[Extracted records]
=======

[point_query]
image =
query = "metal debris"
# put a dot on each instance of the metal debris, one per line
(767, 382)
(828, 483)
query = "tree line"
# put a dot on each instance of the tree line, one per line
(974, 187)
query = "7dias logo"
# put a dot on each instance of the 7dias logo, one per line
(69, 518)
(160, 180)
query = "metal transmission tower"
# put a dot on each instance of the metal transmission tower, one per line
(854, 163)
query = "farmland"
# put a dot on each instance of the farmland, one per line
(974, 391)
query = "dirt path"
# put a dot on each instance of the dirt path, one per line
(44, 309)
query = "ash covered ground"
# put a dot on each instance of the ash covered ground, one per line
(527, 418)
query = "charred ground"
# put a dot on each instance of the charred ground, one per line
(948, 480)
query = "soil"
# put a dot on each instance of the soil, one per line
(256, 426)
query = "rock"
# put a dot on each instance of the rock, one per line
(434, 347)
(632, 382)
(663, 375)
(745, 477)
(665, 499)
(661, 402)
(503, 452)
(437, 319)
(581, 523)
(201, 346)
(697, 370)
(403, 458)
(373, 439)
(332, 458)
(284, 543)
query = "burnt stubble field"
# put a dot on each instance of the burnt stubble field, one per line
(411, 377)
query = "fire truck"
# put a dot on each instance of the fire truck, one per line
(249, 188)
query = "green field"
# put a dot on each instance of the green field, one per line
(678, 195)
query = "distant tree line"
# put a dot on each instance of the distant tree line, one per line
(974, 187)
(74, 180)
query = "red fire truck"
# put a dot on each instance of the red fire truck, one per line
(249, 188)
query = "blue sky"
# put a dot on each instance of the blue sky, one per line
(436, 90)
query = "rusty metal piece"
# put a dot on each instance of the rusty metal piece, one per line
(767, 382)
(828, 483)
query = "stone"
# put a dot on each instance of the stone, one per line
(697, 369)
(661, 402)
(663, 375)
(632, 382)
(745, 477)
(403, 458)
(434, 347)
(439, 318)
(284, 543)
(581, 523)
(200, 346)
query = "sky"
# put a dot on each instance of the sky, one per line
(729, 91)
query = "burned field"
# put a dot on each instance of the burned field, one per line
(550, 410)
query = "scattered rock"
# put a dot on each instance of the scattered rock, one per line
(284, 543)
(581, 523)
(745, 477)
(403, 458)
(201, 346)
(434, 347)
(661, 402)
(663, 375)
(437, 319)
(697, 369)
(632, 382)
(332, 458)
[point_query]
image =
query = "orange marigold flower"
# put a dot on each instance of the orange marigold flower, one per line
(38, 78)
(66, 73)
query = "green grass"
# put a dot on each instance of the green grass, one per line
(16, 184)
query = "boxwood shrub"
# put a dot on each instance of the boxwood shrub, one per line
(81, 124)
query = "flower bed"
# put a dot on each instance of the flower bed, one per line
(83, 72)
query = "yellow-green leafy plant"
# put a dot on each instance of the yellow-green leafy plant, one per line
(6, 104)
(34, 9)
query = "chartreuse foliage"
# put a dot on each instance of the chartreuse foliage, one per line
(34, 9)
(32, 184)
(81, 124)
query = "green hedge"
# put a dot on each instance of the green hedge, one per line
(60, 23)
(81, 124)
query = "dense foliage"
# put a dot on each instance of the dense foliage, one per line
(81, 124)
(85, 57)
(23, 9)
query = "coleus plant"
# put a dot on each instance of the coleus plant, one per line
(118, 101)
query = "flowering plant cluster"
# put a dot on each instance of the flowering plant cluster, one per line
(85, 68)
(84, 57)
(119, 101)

=======

### OBJECTIVE
Reproduce all of the entries word for word.

### THE COMPLETED TASK
[point_query]
image =
query = "metal debris"
# put a dot on each instance of the metal debris, one per line
(767, 382)
(828, 483)
query = "tree line"
# put a dot on each instance of the tree line, one per line
(974, 187)
query = "7dias logo"
# put a dot on each instance of the 7dias logo, one per line
(69, 518)
(160, 180)
query = "metal transmission tower"
# put a dot on each instance of the metal transmission tower, one per line
(854, 163)
query = "farmland"
# put a dot on each instance of the farmland, one per line
(974, 391)
query = "dirt path"
# put a dot on each instance of the dirt path, one per line
(44, 309)
query = "ash covered ground"
# put a dot on each instance of the ash covered ground, one per line
(527, 418)
query = "charred ground"
# put a dot on each instance of the charred ground, one per line
(948, 480)
query = "soil"
# put a dot on each instance of the soil, one per line
(256, 426)
query = "rock"
# put a dot on each instance of the rock, one per line
(434, 347)
(632, 382)
(663, 375)
(745, 477)
(665, 499)
(661, 402)
(503, 452)
(437, 319)
(581, 523)
(201, 346)
(697, 370)
(403, 458)
(373, 439)
(332, 458)
(284, 543)
query = "burnt stubble field"
# put a dot on each instance of the burnt stubble field, one per line
(411, 377)
query = "fire truck"
# put a dot on each instance of the fire truck, one per line
(249, 188)
query = "green field"
# put a dot on each instance of the green field, one per line
(678, 195)
query = "distant tree line"
# put a dot on each instance of the distant tree line, one per line
(974, 187)
(74, 180)
query = "red fire truck"
# put a dot on each instance of the red fire truck, one per line
(249, 188)
query = "blue sky"
# put a dot on each instance of the blue sky, one per line
(436, 90)
query = "rusty metal piece"
# put a dot on each instance of the rusty metal piece, one per line
(767, 382)
(828, 483)
query = "stone"
# put a dot on each instance of the stone, one per line
(697, 369)
(661, 402)
(663, 375)
(632, 382)
(745, 477)
(403, 458)
(434, 347)
(439, 318)
(284, 543)
(581, 523)
(200, 346)
query = "sky"
# put a dot on each instance of the sky, one per line
(729, 91)
query = "burned field"
# put a dot on each instance of the burned field, one per line
(550, 410)
query = "scattered rock"
# put a dot on each instance of the scattered rock, one per line
(284, 543)
(581, 523)
(745, 477)
(403, 458)
(201, 346)
(434, 347)
(661, 402)
(663, 375)
(437, 319)
(697, 369)
(632, 382)
(332, 458)
[point_query]
image =
query = "orange marigold flower"
# put a dot on each instance of the orange marigold flower, one per line
(38, 78)
(66, 73)
query = "green grass"
# put a dot on each instance of the green grass, one per line
(16, 184)
query = "boxwood shrub"
# put a dot on each instance of the boxwood shrub, one per line
(81, 124)
query = "flower bed"
# put a dot on each instance of the flower bed, one per line
(83, 72)
query = "yellow-green leafy plant"
# put a dot on each instance of the yellow-green leafy plant, one per line
(6, 104)
(34, 9)
query = "chartreuse foliage"
# put a dot on each instance of the chartreuse foliage, one per line
(34, 9)
(32, 184)
(81, 124)
query = "green hedge"
# put a dot on each instance of the green hedge, one per line
(60, 23)
(81, 124)
query = "dense foliage"
# put a dot on each instance of the dense foliage, one per line
(81, 124)
(85, 57)
(23, 9)
query = "coleus plant"
# put a dot on each instance of the coleus plant, one per line
(118, 101)
query = "flowering plant cluster"
# put a dot on each instance of the flowering plant cluster, one per line
(85, 68)
(84, 57)
(119, 101)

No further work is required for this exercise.